**Exercise directions:**
In the Armored Trooper Votoms review below, what name does Chirico give the woman designated "Proto-One"?

**Source document:**
BEGIN
In an interstellar war between the nations of Gilgamesh and Balarant, a woman designated “Proto-One” is the galaxy’s first Perfect Soldier. Genetically modified for battle and having her memories artificially placed to give her all of the necessary knowledge to be an efficient killer, she is highly prized as a military weapon and has been prepared for nearly every situation. However, her encounters with a stoic mercenary named Chirico Cuvie provide the biggest shock of her life: the emotion known as love.
Named “Fyana” by Chirico after an intense encounter in the anarchic city of Uoodo, they eventually escape the planet together at the end of the civil war in Kummen. There’s no time for a honeymoon however, as they are immediately abducted by an abandoned spaceship that seems hell-bent on reminding Chirico of his bloody past. Episodes 28-39 of Armored Trooper Votoms trace Chirico and Fyana’s lives as they both begin to figure out who they really are. We also get to see the other side of the war for the first time as the Balarant military makes its appearance.
I’ve criticized the romantic side of Votoms in my previous two reviews, but their time aboard the mysterious spaceship improves that aspect tremendously. You’re never really sure how they ended up in love, but now that they are, they love each other in a way that two soldiers unfamiliar with emotional response only can. The “Deadworld Sunsa” arc of Votoms is very different from the first half of the series, as it lets the viewer truly see for the first time the relationship dynamic between Chirico and Fyana. Previous mention is made of Chirico’s past as a “Red Shoulder,” but it is only now that we are given the knowledge that to be a Red Shoulder is to be a member of the most ruthlessly efficient and barbaric military group ever known. As both Chirico and Fyana are biological engines of death and destruction, it appears that their tacit understanding of each other despite barely knowing each other only brings them closer. Chirico is willing to fight to the death for Fyana and vice versa, and woe is the enemy who ends up in the targeting sights of either one.
The forced trip to Sunsa gives us the opportunity to see space battles in Votoms, and just as the tactics of warfare must change from city to jungle, so too must they be modified for a zero-gravity environment. Votoms isn’t exactly trying to be a 100% accurate depiction of inertia as it applies to fighting in space, but it does a good job of showing how both Chirico and Fyana must handle enemies that can come from any angle, and later battles on Sunsa show tremendous creativity without dispeling the realism that Votoms is known for.
Like the previous two arcs of Votoms, Deadworld Sunsa can be treated as a stand-alone series, but part 3 has far more connections to the underlying plot that drives the entire show. New characters introduced give the viewer a better understanding of the Perfect Soldier program and the nature of the Red Shoulder platoon. Old friends and enemies reappear, though not necessarily where you expect them. In every case, they impact Chirico and Fyana in myriad ways. By the end, the desire for the truth is what will compel you to keep watching.
END
**Stored data:**
BEGIN
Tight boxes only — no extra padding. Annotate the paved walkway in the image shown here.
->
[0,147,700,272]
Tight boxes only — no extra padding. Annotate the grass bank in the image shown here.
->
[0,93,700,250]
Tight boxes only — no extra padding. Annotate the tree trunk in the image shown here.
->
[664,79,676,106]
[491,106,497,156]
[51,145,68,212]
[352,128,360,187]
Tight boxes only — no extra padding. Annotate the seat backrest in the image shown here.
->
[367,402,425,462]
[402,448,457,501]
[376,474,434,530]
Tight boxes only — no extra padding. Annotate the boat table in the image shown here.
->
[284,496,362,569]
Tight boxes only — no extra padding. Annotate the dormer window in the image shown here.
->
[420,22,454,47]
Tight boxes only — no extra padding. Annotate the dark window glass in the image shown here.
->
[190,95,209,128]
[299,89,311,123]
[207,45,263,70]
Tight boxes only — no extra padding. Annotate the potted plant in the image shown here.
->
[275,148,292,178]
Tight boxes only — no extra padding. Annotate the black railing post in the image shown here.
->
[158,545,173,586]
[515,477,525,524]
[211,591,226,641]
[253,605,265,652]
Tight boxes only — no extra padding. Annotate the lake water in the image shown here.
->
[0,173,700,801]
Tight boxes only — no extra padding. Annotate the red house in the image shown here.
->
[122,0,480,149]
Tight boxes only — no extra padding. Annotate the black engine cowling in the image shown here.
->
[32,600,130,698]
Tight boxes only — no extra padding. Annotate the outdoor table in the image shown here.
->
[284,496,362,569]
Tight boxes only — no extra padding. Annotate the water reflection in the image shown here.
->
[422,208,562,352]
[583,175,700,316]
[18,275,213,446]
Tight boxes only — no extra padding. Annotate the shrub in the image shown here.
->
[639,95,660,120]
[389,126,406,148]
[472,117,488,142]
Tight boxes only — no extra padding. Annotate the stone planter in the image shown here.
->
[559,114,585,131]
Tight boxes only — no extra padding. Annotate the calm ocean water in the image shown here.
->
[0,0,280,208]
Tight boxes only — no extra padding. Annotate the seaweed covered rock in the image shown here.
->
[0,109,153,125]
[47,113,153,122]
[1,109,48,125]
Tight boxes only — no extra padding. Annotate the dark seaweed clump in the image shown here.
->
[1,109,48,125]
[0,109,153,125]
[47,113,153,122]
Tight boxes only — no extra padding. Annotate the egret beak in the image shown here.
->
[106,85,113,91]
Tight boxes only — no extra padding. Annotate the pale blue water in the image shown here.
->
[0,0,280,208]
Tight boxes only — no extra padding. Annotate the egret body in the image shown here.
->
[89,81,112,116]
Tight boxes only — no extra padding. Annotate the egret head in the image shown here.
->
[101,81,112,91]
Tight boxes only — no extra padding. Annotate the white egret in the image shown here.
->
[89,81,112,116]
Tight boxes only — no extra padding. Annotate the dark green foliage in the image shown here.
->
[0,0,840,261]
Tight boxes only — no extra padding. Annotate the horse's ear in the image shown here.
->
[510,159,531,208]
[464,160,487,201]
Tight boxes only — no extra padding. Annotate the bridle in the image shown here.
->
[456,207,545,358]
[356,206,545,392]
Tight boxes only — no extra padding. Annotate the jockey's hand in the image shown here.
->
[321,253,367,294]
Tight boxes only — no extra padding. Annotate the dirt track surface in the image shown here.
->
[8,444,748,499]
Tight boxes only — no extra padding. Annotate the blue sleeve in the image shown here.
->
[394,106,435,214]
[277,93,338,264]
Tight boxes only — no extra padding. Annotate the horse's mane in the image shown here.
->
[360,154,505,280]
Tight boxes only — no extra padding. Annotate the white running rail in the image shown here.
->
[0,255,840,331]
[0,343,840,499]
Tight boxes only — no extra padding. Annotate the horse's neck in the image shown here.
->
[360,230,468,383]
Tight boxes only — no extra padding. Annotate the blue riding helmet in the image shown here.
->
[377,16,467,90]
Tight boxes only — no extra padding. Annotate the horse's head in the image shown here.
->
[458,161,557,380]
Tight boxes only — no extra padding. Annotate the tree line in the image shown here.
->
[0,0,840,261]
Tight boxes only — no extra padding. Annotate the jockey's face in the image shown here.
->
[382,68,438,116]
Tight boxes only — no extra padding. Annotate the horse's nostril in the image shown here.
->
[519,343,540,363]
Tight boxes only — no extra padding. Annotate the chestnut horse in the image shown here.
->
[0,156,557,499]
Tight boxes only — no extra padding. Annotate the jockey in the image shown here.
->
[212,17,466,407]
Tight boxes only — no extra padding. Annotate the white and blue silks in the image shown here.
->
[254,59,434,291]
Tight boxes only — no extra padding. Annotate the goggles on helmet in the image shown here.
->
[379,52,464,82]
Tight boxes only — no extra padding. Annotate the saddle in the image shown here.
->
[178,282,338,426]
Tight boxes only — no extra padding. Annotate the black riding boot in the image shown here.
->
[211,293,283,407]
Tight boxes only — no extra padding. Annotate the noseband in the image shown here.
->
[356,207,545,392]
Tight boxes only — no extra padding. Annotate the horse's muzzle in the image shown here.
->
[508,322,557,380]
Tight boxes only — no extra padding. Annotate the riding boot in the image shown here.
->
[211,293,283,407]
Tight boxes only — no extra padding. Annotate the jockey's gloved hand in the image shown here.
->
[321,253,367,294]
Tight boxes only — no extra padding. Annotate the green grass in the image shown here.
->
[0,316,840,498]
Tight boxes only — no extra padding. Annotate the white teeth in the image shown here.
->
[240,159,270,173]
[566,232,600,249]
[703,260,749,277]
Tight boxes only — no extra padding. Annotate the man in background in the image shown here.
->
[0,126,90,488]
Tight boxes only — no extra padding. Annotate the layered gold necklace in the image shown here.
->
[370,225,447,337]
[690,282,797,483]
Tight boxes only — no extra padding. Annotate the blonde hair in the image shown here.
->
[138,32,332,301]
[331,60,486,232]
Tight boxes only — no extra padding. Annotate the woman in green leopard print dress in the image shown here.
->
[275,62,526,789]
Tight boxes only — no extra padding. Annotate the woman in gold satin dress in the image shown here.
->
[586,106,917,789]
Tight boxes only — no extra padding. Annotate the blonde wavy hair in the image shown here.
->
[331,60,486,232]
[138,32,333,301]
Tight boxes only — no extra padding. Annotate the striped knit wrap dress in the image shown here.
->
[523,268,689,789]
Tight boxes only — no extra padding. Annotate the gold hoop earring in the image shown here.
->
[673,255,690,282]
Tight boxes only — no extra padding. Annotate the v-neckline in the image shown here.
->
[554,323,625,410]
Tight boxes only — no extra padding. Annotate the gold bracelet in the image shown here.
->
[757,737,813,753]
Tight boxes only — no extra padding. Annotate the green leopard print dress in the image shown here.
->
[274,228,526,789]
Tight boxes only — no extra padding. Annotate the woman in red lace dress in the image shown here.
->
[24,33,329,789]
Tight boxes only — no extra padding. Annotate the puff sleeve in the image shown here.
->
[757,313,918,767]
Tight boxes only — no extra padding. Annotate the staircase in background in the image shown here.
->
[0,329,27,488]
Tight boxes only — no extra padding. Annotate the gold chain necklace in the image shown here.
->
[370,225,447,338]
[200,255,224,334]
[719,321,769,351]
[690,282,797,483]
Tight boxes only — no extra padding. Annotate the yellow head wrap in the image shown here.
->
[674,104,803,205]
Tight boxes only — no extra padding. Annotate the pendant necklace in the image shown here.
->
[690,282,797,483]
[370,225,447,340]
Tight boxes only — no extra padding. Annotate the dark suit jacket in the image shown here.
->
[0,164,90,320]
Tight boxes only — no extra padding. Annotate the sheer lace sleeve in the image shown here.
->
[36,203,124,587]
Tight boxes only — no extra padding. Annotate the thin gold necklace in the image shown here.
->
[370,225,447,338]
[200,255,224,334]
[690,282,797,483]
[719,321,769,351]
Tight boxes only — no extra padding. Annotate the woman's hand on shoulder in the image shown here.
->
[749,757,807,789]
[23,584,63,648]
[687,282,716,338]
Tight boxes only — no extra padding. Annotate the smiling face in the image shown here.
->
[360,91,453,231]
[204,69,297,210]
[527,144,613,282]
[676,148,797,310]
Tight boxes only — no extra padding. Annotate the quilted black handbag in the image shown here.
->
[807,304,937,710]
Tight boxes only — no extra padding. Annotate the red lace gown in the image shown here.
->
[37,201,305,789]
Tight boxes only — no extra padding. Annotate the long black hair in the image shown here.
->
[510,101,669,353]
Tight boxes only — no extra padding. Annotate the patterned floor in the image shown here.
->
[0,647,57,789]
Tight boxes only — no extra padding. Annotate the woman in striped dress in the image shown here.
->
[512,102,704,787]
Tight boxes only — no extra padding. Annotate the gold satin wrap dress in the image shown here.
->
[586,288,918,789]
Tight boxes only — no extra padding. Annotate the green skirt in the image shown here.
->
END
**Response to the task:**
Fyana